Records for the task:

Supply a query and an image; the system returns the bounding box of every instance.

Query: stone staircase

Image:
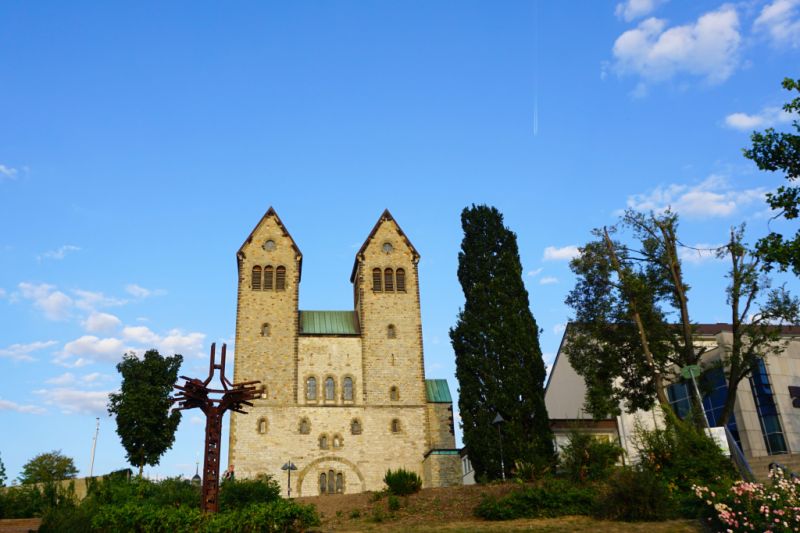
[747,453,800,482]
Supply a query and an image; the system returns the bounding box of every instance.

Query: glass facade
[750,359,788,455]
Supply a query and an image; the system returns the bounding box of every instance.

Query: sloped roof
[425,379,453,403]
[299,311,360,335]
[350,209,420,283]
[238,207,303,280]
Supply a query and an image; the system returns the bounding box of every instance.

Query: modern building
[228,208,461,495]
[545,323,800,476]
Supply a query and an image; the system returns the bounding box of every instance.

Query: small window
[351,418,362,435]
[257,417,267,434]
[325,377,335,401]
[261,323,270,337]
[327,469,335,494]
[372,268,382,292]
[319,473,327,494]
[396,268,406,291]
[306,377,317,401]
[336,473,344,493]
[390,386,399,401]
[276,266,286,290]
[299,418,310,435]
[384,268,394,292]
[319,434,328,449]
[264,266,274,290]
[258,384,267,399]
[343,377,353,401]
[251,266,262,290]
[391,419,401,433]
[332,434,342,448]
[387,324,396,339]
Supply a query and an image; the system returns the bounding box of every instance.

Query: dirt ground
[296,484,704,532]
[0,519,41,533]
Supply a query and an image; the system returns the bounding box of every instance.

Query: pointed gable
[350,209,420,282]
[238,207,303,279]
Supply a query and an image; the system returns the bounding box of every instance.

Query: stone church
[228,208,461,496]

...

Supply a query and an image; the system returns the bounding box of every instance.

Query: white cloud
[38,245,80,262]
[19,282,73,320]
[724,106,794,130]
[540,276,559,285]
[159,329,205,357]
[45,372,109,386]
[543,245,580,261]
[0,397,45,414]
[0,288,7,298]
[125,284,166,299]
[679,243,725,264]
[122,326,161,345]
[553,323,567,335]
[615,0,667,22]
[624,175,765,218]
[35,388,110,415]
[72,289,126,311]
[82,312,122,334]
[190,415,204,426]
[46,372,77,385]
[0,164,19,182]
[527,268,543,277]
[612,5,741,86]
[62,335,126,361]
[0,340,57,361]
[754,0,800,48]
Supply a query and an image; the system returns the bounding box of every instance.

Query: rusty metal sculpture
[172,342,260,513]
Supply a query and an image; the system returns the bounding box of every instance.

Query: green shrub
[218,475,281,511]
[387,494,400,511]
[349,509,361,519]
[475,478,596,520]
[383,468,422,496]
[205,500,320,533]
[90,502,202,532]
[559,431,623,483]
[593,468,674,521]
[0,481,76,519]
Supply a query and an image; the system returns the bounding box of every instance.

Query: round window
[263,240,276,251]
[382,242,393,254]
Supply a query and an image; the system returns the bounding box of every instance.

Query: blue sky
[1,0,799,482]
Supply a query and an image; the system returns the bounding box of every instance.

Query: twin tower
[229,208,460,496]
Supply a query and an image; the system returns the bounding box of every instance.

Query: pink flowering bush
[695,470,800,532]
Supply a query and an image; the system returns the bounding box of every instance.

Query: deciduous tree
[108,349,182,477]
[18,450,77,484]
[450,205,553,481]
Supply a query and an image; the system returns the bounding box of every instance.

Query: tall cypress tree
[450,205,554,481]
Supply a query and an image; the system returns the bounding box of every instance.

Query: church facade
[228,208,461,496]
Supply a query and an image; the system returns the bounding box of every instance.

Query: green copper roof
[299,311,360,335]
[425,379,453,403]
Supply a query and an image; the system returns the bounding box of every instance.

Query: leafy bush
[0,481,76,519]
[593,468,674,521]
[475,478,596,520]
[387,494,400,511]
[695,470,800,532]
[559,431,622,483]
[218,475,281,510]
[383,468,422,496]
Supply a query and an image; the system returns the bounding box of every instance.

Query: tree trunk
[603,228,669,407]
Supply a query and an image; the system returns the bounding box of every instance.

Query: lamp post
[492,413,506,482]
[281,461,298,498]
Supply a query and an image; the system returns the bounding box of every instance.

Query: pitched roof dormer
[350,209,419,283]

==

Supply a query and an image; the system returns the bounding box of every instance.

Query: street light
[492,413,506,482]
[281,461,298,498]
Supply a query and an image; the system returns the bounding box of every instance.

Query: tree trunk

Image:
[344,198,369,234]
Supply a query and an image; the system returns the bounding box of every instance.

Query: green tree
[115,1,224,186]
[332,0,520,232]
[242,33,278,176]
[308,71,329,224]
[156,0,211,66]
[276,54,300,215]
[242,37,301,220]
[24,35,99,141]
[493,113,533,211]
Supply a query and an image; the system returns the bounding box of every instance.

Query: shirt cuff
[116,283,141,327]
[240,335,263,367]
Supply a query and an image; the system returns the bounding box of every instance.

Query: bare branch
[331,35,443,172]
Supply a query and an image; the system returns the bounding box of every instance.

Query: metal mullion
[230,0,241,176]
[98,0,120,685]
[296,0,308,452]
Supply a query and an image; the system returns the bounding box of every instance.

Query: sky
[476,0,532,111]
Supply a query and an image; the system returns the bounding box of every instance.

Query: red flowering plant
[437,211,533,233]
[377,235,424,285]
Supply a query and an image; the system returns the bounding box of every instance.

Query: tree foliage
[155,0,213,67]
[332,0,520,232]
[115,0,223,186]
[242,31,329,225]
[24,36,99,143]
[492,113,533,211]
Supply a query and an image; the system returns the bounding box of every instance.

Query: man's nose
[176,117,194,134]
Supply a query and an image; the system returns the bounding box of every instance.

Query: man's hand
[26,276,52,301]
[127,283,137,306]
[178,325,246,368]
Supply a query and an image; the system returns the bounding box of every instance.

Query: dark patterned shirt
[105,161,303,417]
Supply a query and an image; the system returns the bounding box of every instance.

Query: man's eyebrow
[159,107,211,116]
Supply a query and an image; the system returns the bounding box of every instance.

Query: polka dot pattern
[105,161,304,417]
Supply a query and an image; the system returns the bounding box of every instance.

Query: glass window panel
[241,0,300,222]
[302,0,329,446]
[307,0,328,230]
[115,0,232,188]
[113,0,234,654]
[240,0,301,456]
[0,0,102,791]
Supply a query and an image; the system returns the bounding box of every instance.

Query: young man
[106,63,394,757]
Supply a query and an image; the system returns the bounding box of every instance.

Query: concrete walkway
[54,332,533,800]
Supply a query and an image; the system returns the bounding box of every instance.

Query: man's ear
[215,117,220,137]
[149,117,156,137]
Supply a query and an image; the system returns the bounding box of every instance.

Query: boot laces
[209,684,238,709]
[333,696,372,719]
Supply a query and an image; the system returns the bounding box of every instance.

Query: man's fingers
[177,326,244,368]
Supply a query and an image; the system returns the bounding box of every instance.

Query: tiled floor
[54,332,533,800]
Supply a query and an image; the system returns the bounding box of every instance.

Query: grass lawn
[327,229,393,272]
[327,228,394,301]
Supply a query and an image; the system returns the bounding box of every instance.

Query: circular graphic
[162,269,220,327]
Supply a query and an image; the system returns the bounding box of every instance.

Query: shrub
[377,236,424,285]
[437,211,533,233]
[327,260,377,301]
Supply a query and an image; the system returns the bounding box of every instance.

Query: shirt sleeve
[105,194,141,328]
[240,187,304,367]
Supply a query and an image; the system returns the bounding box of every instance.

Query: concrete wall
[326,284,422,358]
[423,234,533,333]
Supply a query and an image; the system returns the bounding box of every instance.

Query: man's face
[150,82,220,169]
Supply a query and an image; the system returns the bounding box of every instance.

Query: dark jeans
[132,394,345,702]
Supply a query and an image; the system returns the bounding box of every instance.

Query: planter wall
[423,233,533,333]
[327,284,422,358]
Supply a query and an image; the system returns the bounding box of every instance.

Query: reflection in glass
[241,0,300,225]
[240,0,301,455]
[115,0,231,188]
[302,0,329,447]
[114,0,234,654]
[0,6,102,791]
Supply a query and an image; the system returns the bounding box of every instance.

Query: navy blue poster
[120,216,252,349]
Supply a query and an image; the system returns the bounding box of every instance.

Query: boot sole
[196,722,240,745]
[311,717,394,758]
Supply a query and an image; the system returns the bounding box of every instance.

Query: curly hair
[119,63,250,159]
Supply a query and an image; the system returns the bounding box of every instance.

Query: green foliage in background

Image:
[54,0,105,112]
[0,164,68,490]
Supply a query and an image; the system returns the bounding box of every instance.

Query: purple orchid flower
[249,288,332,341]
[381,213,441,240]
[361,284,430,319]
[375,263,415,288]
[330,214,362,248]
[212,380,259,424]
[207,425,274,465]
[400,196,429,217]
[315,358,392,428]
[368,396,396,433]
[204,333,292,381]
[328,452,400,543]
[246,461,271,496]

What you are asked to do: Reproduce, exactly as they stand in the data above, the lines from the one that holds "Query: grass lawn" to the one that holds "Query: green foliage in background", inclusive.

Completed task:
Query: grass lawn
[327,229,393,272]
[327,228,394,301]
Supply a query and an image; the system returns the bounding box of every instance.

Query: circular graphic
[162,269,220,327]
Supply a query and an image; the system returns the bounding box of every instance.

Query: shrub
[377,236,424,285]
[437,211,533,233]
[327,260,377,301]
Supply a query and an image; the system returns the bounding box of every instance.

Query: shirt sleeve
[105,194,141,328]
[240,187,304,367]
Supply a query and an image; the system returns the bounding box of every instance.

Query: concrete wall
[326,284,422,358]
[423,234,533,333]
Supply a query and an image; the system returns the bounding box of every instance.

Query: man's face
[150,82,220,169]
Supply a query and an image; the system returns the bounding box of every instance.

Query: dark jeans
[132,394,345,702]
Supply a query and an image; the system returns the bounding box of every instance.

Query: planter wall
[423,233,533,333]
[327,284,422,358]
Supply a query and an image; the system returns the bounding box of every instance.

Query: reflection in glass
[241,0,300,225]
[240,0,301,455]
[115,0,231,188]
[302,0,329,447]
[114,0,234,654]
[0,6,102,791]
Supply a query and an image; the system returns the bounding box of every instance.

Query: navy blue poster
[120,216,252,349]
Supply a query and an image; the system returns the bounding box of every instance.

Query: boot sole
[196,722,240,745]
[311,717,394,758]
Supply a query and an image; the system returns the bounding box of every instance.

Query: curly hair
[119,63,250,159]
Supply a query and an image; the system returns the bounding box of every instance.

Query: green foliage in background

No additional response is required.